§ **Available data**:
+++

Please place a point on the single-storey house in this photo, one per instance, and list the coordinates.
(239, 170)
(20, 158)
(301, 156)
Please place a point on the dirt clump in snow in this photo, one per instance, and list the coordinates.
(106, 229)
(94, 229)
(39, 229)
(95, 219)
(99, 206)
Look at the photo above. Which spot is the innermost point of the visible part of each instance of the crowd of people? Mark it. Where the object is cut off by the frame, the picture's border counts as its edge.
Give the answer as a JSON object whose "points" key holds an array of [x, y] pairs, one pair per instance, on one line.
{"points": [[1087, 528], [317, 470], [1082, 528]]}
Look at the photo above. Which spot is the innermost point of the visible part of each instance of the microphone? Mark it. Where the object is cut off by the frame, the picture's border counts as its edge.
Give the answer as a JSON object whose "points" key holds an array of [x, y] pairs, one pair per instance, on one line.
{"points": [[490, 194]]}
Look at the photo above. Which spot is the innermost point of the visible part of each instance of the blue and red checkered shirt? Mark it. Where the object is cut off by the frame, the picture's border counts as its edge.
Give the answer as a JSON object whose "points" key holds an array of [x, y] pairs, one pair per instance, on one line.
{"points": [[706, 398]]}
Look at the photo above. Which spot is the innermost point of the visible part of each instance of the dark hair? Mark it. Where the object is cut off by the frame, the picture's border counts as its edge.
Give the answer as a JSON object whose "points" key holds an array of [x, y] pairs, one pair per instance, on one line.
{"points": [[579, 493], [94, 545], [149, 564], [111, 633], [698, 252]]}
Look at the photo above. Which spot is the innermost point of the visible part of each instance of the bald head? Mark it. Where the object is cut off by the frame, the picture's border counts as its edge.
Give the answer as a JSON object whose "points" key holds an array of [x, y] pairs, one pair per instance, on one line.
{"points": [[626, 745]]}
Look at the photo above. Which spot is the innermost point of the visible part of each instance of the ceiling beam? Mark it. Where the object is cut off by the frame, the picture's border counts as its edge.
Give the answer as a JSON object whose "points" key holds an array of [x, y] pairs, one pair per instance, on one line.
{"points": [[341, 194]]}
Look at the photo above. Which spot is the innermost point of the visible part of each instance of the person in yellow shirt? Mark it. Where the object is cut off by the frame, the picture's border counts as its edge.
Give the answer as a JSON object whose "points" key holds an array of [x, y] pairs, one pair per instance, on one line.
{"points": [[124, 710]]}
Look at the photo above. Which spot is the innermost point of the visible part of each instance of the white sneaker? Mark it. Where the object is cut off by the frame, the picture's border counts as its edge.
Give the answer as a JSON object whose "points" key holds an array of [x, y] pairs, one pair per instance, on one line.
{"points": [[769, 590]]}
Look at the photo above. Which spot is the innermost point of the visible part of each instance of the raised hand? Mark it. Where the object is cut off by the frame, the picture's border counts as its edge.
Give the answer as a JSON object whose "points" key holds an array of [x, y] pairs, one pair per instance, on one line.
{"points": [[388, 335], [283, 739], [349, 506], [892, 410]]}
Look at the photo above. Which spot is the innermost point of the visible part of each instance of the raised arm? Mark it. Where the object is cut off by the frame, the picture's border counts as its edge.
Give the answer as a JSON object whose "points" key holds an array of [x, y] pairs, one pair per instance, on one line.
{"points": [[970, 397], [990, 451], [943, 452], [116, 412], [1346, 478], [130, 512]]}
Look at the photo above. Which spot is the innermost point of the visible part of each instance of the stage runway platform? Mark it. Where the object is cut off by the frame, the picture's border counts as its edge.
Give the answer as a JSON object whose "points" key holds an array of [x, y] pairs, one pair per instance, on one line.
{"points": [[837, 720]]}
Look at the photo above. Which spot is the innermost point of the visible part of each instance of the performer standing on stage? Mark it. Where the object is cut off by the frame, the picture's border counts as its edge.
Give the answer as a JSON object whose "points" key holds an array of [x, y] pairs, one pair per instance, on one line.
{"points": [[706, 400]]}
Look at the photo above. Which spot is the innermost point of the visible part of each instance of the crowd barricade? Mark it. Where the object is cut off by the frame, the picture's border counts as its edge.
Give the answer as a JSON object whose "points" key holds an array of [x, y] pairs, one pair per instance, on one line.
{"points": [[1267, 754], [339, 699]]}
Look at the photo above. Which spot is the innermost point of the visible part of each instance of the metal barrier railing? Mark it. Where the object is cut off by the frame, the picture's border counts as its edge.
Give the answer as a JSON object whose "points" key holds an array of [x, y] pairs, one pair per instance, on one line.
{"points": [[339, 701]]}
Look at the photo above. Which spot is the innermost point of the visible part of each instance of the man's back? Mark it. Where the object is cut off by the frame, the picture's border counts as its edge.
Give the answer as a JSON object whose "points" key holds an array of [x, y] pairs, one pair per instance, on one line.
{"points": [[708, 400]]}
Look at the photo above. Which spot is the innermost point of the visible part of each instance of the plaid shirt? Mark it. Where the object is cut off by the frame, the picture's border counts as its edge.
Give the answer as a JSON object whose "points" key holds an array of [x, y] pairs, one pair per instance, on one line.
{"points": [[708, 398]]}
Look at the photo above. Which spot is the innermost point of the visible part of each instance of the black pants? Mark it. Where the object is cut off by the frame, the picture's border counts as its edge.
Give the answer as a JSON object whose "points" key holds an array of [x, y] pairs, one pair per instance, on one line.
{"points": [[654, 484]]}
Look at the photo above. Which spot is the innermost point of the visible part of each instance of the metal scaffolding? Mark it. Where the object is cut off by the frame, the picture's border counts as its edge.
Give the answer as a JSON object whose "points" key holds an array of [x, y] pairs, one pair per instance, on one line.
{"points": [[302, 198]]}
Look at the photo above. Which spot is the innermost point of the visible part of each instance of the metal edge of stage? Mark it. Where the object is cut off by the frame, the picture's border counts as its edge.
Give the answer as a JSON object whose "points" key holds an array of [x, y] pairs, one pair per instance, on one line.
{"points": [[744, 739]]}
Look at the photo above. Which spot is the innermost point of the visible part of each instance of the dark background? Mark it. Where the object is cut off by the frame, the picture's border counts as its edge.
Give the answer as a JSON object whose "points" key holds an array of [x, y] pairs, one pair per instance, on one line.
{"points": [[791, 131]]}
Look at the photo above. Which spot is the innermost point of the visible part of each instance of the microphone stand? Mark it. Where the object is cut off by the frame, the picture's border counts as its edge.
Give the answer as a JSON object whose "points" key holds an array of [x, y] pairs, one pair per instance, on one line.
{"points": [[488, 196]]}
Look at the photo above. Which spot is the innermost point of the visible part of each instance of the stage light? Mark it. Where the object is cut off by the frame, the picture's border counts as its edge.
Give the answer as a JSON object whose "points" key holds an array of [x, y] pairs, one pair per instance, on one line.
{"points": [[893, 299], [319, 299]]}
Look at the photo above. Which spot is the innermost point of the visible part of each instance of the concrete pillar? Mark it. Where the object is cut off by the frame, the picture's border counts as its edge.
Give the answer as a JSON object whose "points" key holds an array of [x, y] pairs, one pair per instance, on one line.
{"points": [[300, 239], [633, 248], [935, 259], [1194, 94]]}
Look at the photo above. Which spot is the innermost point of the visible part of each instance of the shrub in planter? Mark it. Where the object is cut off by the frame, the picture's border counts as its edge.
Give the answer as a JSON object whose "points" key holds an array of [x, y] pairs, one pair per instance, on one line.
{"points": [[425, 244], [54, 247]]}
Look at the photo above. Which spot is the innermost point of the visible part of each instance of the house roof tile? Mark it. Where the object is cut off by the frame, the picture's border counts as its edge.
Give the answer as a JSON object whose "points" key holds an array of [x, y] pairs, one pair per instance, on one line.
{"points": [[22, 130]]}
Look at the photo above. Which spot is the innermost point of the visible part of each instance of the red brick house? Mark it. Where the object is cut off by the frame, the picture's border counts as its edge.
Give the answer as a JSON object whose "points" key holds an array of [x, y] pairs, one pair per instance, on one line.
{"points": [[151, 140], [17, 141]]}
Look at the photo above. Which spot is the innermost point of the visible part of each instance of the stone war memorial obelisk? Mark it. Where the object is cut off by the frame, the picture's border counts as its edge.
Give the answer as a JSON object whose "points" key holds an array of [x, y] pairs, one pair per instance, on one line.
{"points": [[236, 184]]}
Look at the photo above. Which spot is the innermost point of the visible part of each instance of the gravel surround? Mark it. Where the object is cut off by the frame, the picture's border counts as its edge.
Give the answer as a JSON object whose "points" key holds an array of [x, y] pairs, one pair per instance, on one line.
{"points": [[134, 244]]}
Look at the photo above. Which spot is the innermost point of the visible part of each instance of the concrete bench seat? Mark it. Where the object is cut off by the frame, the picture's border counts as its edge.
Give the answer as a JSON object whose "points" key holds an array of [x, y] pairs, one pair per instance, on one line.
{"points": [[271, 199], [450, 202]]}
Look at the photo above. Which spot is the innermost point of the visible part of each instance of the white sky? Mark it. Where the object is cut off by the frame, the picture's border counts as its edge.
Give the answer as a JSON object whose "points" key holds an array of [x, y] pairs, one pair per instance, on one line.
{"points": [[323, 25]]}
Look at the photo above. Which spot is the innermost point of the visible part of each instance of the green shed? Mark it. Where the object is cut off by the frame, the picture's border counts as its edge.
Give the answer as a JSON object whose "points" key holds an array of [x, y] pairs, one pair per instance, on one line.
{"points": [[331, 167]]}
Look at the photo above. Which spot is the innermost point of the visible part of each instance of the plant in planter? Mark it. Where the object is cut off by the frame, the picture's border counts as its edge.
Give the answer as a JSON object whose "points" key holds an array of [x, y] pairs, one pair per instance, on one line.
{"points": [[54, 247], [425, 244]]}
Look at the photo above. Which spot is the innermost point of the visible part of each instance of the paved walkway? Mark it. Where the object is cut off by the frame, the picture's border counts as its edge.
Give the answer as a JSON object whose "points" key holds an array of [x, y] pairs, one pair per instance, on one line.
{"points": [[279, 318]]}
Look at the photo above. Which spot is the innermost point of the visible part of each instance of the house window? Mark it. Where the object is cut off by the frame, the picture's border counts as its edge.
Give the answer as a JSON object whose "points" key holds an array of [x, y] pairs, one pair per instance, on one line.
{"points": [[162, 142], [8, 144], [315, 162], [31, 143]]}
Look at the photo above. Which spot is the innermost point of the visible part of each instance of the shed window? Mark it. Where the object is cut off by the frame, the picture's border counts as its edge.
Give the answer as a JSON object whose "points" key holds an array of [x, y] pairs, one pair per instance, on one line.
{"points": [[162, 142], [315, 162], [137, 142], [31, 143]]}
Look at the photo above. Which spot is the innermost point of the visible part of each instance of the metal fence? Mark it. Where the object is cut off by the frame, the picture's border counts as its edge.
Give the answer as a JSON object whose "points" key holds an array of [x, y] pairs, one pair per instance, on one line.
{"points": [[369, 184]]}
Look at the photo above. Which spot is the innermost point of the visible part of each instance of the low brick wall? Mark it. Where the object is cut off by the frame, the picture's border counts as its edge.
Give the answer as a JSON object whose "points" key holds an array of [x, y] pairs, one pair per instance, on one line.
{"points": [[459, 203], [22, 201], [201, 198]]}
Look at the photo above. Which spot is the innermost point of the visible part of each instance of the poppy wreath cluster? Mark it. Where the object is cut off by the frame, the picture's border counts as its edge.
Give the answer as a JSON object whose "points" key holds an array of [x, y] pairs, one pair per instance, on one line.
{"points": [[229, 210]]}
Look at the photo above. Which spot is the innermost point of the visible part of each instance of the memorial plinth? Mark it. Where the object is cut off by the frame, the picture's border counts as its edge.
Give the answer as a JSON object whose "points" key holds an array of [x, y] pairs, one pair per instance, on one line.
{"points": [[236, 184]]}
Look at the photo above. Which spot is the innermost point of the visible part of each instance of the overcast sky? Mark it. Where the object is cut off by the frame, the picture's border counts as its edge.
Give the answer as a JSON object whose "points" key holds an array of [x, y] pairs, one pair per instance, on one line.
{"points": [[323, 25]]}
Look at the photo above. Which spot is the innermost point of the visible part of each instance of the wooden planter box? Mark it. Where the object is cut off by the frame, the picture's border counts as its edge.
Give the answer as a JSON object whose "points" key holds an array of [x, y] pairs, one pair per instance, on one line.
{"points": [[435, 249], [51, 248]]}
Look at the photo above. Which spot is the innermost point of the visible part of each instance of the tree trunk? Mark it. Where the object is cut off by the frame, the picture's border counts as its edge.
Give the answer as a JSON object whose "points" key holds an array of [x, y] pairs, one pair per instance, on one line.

+++

Match on "stage": copy every line in the records that has it.

§ **Response to the exercise**:
Look at the photo above. Which spot is the innermost point of the visible part of each instance of the stage runway platform? Mark it. Where the object is cut off by the frame, the picture's border counts as its edge.
Look at the photo above. Which spot is the innermost point of the visible part of each instance of the performer standing on stage? Mark it. Where the object is cut off by the frame, the picture's border counts as its edge.
Look at the photo above. Which spot is the innermost point of the visible part of each instance of the metal edge of stage? Mark it. Where the object is cut off by the frame, the picture's border counts as its edge.
Look at the photo above. Which spot is the innermost point of the visible part of each instance of the stage light? Mark it. Where the object is cut off by the frame, the picture's border counts as its edge.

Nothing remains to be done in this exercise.